■ **TEXT**
——

# chair screamer audio help?



## slash (Sep 9, 2010)

Hi,
I have someone making me this prop we need help on finding the same audio as in the video or something similar if anyone can tell me where to buy the audio let me know tried contacting poison props no reply back.


----------



## slash (Sep 9, 2010)

something similar will work as well.


----------



## doto (Nov 20, 2009)

You can probably build the sound track yourself using sound bits off the internet and building it with Audacity. All free and only a small learning curve with Audacity. This is how I built the sound track for the demons in my garage.


----------



## slash (Sep 9, 2010)

thanks never used audacity! Any other suggestions?


----------



## Dinosaur1972 (Mar 28, 2007)

Can't beat Audacity. I LOVE THAT PROP.


----------



## slash (Sep 9, 2010)

still looking.

——

Pointing dataset excerpts
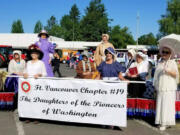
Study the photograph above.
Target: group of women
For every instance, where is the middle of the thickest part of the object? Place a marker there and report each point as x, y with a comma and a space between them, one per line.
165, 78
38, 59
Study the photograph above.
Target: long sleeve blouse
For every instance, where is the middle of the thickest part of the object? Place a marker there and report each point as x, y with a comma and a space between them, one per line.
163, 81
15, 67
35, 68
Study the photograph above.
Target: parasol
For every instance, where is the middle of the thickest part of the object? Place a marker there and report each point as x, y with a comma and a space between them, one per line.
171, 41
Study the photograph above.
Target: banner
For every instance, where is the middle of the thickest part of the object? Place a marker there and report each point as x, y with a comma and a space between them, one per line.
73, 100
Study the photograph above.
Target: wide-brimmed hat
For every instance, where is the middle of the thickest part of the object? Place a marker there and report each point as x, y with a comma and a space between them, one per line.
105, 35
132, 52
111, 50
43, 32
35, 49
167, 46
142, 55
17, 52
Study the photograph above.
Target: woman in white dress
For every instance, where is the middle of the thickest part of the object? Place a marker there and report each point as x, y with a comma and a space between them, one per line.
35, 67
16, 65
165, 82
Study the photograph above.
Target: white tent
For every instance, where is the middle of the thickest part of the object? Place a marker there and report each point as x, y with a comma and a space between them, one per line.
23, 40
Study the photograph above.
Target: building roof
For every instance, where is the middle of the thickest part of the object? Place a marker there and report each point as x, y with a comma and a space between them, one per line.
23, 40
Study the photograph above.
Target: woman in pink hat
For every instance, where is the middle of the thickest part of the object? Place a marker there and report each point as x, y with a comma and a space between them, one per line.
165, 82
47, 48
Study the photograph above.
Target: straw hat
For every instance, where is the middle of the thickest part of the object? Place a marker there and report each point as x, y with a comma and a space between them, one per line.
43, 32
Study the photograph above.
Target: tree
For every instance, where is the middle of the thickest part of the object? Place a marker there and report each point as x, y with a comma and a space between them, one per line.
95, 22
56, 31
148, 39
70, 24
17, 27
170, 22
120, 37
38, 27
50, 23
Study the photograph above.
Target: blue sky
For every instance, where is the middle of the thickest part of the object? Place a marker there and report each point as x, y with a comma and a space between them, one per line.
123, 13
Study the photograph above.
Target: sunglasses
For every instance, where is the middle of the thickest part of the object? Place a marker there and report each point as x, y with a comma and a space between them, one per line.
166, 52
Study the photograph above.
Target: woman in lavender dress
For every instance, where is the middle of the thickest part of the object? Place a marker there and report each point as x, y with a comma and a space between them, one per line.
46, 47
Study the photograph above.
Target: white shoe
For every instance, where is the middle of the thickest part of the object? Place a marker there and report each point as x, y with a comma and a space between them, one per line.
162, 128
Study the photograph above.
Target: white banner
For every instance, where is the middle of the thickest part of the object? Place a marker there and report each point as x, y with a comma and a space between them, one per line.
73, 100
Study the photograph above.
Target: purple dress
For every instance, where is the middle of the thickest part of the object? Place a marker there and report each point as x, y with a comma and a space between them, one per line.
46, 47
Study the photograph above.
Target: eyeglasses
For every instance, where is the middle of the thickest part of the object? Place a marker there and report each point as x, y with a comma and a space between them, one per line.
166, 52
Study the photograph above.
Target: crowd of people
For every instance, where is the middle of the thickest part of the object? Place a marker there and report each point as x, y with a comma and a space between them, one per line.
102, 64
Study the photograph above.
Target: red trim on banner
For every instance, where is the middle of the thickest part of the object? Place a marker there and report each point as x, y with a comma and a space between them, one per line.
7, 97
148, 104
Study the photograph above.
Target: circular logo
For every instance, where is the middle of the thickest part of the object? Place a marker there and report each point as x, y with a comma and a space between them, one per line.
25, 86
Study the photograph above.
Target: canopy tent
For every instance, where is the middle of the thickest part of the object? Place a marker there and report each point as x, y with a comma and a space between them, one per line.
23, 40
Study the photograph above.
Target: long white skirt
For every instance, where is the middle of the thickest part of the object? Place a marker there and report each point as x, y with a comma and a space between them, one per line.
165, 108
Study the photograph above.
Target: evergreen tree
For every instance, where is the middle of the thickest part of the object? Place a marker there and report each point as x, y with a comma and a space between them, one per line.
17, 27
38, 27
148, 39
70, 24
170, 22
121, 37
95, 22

——

■ **GIVEN REQUEST 1**
Extract each row that contains the string "tent".
■ **GIVEN REQUEST 2**
Write the next part of the chair screamer audio thread, picking up after its final post.
These rows are unrelated to the chair screamer audio thread.

■ **EXERCISE RESULT 1**
Target: white tent
Target: canopy tent

■ **EXERCISE RESULT 2**
----------



## slash (Sep 9, 2010)

seems like the hardest thing to do is find audio similar to the video tried contacting poison props to see if they could sell me the audio with no reply back.


----------



## slash (Sep 9, 2010)

still looking even a good scream would do doesn't have to be exactly like the video.


----------



## Trex (Nov 6, 2010)

Record a good scream from kids or a friend, run it through Audacity, or similar. If you use a MAC GarageBand will work as well. Audacity s very easy to use.


----------



## chaosandhavok (Sep 25, 2015)

umm Youtube to mp3?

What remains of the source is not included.